Listed records:

• • • •

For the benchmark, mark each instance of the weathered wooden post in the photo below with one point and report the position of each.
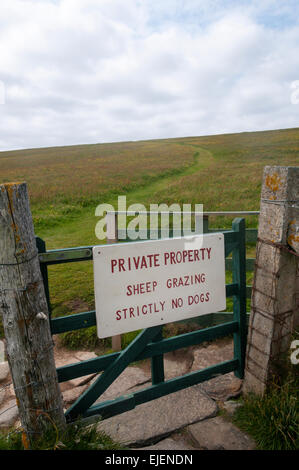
(273, 301)
(24, 310)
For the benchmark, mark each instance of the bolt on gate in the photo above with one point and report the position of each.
(150, 343)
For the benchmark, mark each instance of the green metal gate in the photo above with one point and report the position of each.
(150, 343)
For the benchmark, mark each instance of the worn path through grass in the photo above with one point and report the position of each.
(71, 285)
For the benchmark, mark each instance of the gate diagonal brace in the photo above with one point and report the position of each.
(111, 373)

• • • •

What is asked: Copy out every line of text in the records above word for word, leaving out the pictures.

Final answer:
For the benchmark, mark each instance of the weathered wooden post in the photo below with one point and report the position of each.
(273, 301)
(24, 310)
For the benchmark, mark each instance of the bolt on gate in the photo above with one point and report the position of each.
(150, 343)
For the benchmark, mark each instance of the green metal gate in the photo above with one point and report the position of each.
(150, 343)
For the benchmark, mark each instance of the worn path through grass in the photo above with one point and report the position of each.
(71, 285)
For the benchmark, mark each instance of the gate diagonal brace in the photo above with one point and report the position of each.
(111, 373)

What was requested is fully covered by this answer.